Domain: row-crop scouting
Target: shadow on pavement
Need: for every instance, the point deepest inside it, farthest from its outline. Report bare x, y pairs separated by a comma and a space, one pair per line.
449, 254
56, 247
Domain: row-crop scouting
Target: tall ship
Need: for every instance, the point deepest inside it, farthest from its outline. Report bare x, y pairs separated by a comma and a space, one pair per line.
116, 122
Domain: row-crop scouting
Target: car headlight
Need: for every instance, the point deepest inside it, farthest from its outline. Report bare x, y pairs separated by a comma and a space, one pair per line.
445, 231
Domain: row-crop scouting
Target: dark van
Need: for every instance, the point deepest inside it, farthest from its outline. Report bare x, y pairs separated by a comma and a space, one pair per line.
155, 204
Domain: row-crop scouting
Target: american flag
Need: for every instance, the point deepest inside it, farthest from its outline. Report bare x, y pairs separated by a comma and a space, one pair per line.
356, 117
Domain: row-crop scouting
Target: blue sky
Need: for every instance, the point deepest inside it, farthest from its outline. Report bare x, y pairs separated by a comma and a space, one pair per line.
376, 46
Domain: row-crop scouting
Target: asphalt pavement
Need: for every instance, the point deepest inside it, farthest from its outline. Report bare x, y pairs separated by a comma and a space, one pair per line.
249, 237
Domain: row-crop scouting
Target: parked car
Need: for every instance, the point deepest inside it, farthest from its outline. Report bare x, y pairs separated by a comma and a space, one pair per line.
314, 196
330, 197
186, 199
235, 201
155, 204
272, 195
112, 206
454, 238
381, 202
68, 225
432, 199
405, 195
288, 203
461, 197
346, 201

* [The task]:
Your response must contain the complete listing, copied without deviation.

* [Solution for this problem]:
Domain: row-crop scouting
Target: shadow on pavement
Need: for every instance, the point deepest inside it, farthest from its outline. Report bare x, y pairs separated by a comma and a space, one pair per line.
449, 254
56, 247
Domain: row-crop scouting
Target: tall ship
Need: for every instance, the point deepest inside it, farthest from its outline. Report bare x, y pairs separated by a comma and a space, one pair per line.
116, 122
Domain: row-crop scouting
Target: car headlight
Need: for every instance, the point deepest inside it, farthest from its outline. Report bare x, y pairs separated by a comma and a space, one pair per line.
445, 231
Domain: row-crop scouting
Target: dark van
Need: for every instance, the point deepest inside it, farthest from its outline. Report bare x, y pairs separated by a comma and a space, one pair per line.
155, 204
Domain: row-crop scouting
Target: american flag
Need: for every instance, the point deepest inside it, farthest from its outline. Report bare x, y pairs separated by a comma and a space, one pair per line.
356, 117
Domain: row-crop scouting
Target: blue sky
Need: for every instance, the point deepest inside it, farthest from its outline. Report bare x, y pairs separated by a comma and a space, one pair per line.
376, 46
Domain: row-crop scouting
Target: asphalt pavement
Need: for every instance, the point deepest inside it, farthest from its outline. Report bare x, y pairs separated by a comma and a space, one pair per line.
249, 237
Domain: row-crop scouting
Target: parked car
Need: for every instance, the point deepest inside it, farthest from its outline. Report bare x, y pairs separated by a comma and a space, one pair per line.
314, 196
330, 197
186, 199
235, 201
155, 204
272, 195
112, 206
454, 238
381, 202
68, 225
432, 199
405, 195
288, 203
461, 197
346, 201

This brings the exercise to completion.